Referring expression pointing data
########################################

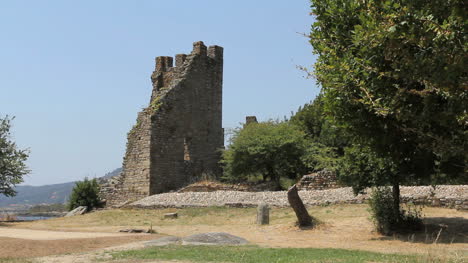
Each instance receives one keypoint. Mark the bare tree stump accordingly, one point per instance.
(303, 217)
(263, 214)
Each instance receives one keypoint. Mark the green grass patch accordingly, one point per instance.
(15, 260)
(256, 254)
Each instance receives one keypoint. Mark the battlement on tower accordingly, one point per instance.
(176, 138)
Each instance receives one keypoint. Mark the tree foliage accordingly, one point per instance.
(12, 160)
(393, 73)
(320, 127)
(269, 149)
(85, 193)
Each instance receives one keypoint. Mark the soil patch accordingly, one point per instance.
(24, 248)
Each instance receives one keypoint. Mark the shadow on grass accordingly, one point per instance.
(437, 230)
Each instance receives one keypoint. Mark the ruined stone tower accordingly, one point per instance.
(178, 137)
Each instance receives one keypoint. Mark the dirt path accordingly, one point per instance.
(27, 243)
(52, 235)
(345, 227)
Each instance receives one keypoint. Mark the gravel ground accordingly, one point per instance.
(279, 198)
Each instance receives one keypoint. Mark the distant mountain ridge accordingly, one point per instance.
(45, 194)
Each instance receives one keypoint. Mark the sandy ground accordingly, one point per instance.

########################################

## What to work on
Start at the line containing "Each instance receives one keypoint. Mark the battlement" and transcribe through the end of the entries. Please keep both ends and add nothing.

## Reply to the exercise
Each instance receives one keypoint. Mark the battlement on tower accordingly, one point per instance.
(176, 138)
Each instance receives one keypoint. Mark the tree foliage accordingly, one point per instance.
(12, 160)
(393, 73)
(320, 127)
(269, 149)
(85, 193)
Each instance receives one keypoint. Mark the soil patch accordingly, one point per instance.
(24, 248)
Each instance receives one keypoint. Mark the shadow on grass accordingly, one point per instance.
(437, 230)
Each instance receives one keypoint. Mark the ruined stone tower accordingly, one point per instance.
(178, 137)
Each instance receives one keypoint. Mark the dirt path accordingly, one point per instance.
(27, 243)
(52, 235)
(345, 227)
Each instance receives one keypoint. Mark the gravel ground accordingly, one point per instance.
(279, 198)
Each instance receives one keypoint. Mark the distant mountain ridge accordingly, one point per instance.
(45, 194)
Each instance receives one keypoint. Mark the sandy ground accordingly, one point per instance.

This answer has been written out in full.